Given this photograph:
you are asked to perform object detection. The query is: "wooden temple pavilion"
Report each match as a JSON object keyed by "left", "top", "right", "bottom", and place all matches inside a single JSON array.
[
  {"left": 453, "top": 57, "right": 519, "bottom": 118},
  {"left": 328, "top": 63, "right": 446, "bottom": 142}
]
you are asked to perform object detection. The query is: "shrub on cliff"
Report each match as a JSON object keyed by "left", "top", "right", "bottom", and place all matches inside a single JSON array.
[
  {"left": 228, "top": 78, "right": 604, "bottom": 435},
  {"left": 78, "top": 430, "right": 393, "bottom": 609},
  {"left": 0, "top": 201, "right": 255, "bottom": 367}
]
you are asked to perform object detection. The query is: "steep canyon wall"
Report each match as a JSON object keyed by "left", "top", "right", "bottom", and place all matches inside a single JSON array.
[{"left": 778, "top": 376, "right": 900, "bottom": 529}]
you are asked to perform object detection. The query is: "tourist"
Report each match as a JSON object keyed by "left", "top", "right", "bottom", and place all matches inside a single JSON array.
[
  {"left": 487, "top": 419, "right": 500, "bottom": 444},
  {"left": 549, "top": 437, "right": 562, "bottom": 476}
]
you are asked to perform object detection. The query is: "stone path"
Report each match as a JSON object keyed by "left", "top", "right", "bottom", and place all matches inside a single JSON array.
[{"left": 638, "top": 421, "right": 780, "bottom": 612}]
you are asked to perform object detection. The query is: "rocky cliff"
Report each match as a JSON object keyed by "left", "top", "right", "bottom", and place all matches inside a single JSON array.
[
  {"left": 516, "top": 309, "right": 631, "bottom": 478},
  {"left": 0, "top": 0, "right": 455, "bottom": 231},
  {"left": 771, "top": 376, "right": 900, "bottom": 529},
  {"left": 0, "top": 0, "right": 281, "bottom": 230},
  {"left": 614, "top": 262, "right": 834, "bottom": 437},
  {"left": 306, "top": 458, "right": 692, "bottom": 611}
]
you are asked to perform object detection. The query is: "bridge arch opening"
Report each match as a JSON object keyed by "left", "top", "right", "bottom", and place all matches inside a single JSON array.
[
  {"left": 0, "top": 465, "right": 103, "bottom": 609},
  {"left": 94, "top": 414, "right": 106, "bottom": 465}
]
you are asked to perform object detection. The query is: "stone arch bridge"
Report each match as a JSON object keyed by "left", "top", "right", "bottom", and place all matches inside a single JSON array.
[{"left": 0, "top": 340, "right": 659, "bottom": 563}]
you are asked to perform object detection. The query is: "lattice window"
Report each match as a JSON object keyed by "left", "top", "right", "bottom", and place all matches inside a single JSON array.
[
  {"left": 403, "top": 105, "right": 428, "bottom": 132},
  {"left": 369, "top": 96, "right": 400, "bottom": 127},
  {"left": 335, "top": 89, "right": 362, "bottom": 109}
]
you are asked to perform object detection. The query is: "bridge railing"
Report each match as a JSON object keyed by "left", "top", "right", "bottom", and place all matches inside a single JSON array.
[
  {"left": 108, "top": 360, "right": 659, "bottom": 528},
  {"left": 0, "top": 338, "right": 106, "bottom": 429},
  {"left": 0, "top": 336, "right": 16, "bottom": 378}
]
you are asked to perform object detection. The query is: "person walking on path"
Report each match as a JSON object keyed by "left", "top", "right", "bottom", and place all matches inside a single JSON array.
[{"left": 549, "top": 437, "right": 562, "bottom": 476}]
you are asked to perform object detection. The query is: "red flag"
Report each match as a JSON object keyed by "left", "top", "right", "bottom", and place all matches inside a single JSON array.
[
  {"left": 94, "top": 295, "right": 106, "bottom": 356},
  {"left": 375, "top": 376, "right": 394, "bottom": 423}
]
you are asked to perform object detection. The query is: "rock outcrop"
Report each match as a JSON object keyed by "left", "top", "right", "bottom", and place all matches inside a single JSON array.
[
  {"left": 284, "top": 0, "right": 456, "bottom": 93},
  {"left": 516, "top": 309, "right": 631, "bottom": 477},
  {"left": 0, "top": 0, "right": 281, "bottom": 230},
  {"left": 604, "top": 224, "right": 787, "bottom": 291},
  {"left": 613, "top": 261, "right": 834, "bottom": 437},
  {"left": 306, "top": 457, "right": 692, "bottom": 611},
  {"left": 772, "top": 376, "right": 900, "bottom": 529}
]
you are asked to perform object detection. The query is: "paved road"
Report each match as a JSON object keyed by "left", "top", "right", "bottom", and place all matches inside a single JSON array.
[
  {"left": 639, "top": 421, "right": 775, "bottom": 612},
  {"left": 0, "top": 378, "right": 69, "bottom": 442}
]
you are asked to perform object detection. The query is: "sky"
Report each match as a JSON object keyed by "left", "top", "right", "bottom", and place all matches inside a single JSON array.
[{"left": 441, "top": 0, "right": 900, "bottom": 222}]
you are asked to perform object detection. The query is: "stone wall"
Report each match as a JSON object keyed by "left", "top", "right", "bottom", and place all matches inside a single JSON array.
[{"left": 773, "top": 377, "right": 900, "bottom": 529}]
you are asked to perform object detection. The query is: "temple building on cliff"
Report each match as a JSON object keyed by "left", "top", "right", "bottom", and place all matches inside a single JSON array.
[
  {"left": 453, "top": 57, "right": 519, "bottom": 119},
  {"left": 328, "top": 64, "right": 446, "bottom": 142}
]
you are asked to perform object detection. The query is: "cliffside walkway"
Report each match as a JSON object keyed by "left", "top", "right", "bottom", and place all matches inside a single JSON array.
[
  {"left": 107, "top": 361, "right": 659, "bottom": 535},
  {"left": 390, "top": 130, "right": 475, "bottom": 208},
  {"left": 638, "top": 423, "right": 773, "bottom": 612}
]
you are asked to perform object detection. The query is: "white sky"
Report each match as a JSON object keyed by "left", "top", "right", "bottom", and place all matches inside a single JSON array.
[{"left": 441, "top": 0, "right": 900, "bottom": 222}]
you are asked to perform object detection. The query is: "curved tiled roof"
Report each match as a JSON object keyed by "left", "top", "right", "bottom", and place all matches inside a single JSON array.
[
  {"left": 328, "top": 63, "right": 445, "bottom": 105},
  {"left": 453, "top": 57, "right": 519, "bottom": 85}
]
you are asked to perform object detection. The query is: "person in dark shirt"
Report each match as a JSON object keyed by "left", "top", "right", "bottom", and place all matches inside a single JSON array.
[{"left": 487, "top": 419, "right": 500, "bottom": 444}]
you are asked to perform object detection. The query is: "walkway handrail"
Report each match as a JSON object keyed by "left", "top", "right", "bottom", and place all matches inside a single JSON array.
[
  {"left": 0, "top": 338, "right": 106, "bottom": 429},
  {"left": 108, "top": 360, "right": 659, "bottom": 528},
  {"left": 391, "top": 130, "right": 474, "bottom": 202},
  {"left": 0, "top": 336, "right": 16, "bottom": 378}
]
·····
[WHAT TO DO]: Transcribe the data. Leave every line exactly as it is.

[TASK SOLUTION]:
Given this photograph:
you are asked to perform object detection. The query is: "wooden temple pavilion"
Report each match as a JSON object keyed by "left", "top", "right", "bottom", and place all matches inside a single JSON array.
[
  {"left": 453, "top": 57, "right": 519, "bottom": 118},
  {"left": 328, "top": 63, "right": 446, "bottom": 142}
]
you are asked to perform object detection. The query is: "shrub on cliff"
Report each match as a JSON object keyed by "left", "top", "right", "bottom", and place all matches inside a single JSON array.
[
  {"left": 228, "top": 78, "right": 604, "bottom": 435},
  {"left": 78, "top": 430, "right": 393, "bottom": 609},
  {"left": 0, "top": 201, "right": 255, "bottom": 367}
]
you are asked to perform object detection. The query is: "steep canyon wall"
Report each match as a JSON object keyed by "left", "top", "right", "bottom", and place all matches inside a single JSON array.
[{"left": 778, "top": 376, "right": 900, "bottom": 529}]
you are asked to perform object detection. The query is: "tourist"
Report each match as a JSON object keyed by "left", "top", "right", "bottom", and place all matches inside a single JSON array.
[
  {"left": 487, "top": 419, "right": 500, "bottom": 444},
  {"left": 549, "top": 437, "right": 562, "bottom": 476}
]
you are asked to perform object detection. The query is: "stone path"
Report each match as a JSON object keyed by "left", "top", "right", "bottom", and place all matches inside a single JSON array.
[{"left": 638, "top": 421, "right": 780, "bottom": 612}]
you are asked to perform object detection. The query is: "rocky cliff"
Report each match as a JSON object keyed by "left", "top", "right", "bottom", and place all matches inside a single JSON array.
[
  {"left": 516, "top": 309, "right": 631, "bottom": 478},
  {"left": 0, "top": 0, "right": 455, "bottom": 231},
  {"left": 771, "top": 376, "right": 900, "bottom": 529},
  {"left": 0, "top": 0, "right": 281, "bottom": 230},
  {"left": 614, "top": 262, "right": 834, "bottom": 437},
  {"left": 306, "top": 458, "right": 692, "bottom": 611}
]
you are asked to perform object detection. The query is: "bridge arch opening"
Report each match as a JSON object keyed by "left", "top", "right", "bottom", and place all matches inside a single JSON array.
[
  {"left": 0, "top": 465, "right": 103, "bottom": 609},
  {"left": 94, "top": 414, "right": 106, "bottom": 465}
]
you are asked to perform object detection. The query is: "stone arch bridge"
Report each match as a JSON object keyed by "left", "top", "right", "bottom", and place all matches inside a single JSON array.
[{"left": 0, "top": 340, "right": 659, "bottom": 563}]
you are asked to perform object detection. The query is: "lattice window"
Report each match as a JSON object keyed by "left", "top", "right", "bottom", and place all matches inside a single JSON array.
[
  {"left": 403, "top": 105, "right": 428, "bottom": 132},
  {"left": 369, "top": 96, "right": 400, "bottom": 127},
  {"left": 335, "top": 89, "right": 362, "bottom": 109}
]
you are asked to perform object detection. The query is: "bridge railing"
Report each match as a JSON object keyed by "left", "top", "right", "bottom", and place all matches inside a single JSON array.
[
  {"left": 108, "top": 360, "right": 659, "bottom": 528},
  {"left": 0, "top": 338, "right": 106, "bottom": 429},
  {"left": 0, "top": 336, "right": 16, "bottom": 378}
]
you are asked to perform object detection. The query is: "person walking on path"
Report each match as a JSON object keyed by "left", "top", "right", "bottom", and place all matches inside a single JSON array.
[{"left": 549, "top": 437, "right": 562, "bottom": 476}]
you are asked to perform object detection. The query is: "red flag"
Report each match as a JSON object keyed by "left", "top", "right", "bottom", and place all matches inside a single JSON array.
[
  {"left": 94, "top": 295, "right": 106, "bottom": 356},
  {"left": 375, "top": 376, "right": 394, "bottom": 423}
]
you are asked to perform object detection. The query is: "rock outcrop"
Report each match as a JSON object keyed by "left", "top", "right", "bottom", and place all matches inside a single JSON array.
[
  {"left": 284, "top": 0, "right": 456, "bottom": 93},
  {"left": 516, "top": 309, "right": 631, "bottom": 477},
  {"left": 0, "top": 0, "right": 281, "bottom": 230},
  {"left": 604, "top": 224, "right": 787, "bottom": 291},
  {"left": 613, "top": 261, "right": 834, "bottom": 437},
  {"left": 306, "top": 457, "right": 692, "bottom": 611},
  {"left": 772, "top": 376, "right": 900, "bottom": 529}
]
you are asked to perform object detection. The query is: "paved road"
Report each match as a JSON object keyed by "left", "top", "right", "bottom", and place all matches inside a single JSON array.
[
  {"left": 639, "top": 421, "right": 775, "bottom": 612},
  {"left": 0, "top": 378, "right": 69, "bottom": 442}
]
you are asked to perform object detection. The query is: "sky"
Report each match as a JSON object keyed by "left", "top", "right", "bottom", and place all matches inside a single JSON array.
[{"left": 441, "top": 0, "right": 900, "bottom": 222}]
you are asked to perform object detection. The query is: "stone wall"
Report each match as a JSON object keyed by "left", "top", "right", "bottom", and place all matches inside a single JSON array.
[{"left": 773, "top": 377, "right": 900, "bottom": 529}]
you are asked to perform object detection. The query is: "temple building on cliff"
Report each match as a JSON object keyed by "left", "top", "right", "bottom", and place all matches inside a single JSON array.
[
  {"left": 453, "top": 57, "right": 519, "bottom": 119},
  {"left": 328, "top": 64, "right": 446, "bottom": 142}
]
you are asked to perform object detection. The query is: "cliffside walkway"
Report each match as a JSON object keyed by "left", "top", "right", "bottom", and place all matches inside a single JSON array.
[
  {"left": 107, "top": 361, "right": 659, "bottom": 535},
  {"left": 390, "top": 130, "right": 475, "bottom": 208},
  {"left": 638, "top": 423, "right": 773, "bottom": 612}
]
you are asked to perform object detection. The query is: "white sky"
Report each match as a JSON object keyed by "left", "top", "right", "bottom", and place all matches inside a single JSON array.
[{"left": 441, "top": 0, "right": 900, "bottom": 222}]
you are asked to perform object detection. The query is: "curved tiled roof"
Report each match as a JSON object keyed by "left", "top", "right", "bottom", and place all matches inside a single JSON array.
[
  {"left": 328, "top": 63, "right": 445, "bottom": 105},
  {"left": 453, "top": 57, "right": 519, "bottom": 85}
]
you are asked to perform object detection. The query is: "person in dark shirt"
Report each match as a JSON object keyed by "left", "top", "right", "bottom", and place all matches inside a single JSON array.
[{"left": 487, "top": 419, "right": 500, "bottom": 444}]
you are asked to perform object detection. The query is: "walkway handrail"
Report each match as a JSON object keyed by "left", "top", "right", "bottom", and place all matches inside a single JSON array.
[
  {"left": 0, "top": 338, "right": 106, "bottom": 429},
  {"left": 108, "top": 360, "right": 659, "bottom": 528},
  {"left": 391, "top": 130, "right": 474, "bottom": 202},
  {"left": 0, "top": 336, "right": 16, "bottom": 378}
]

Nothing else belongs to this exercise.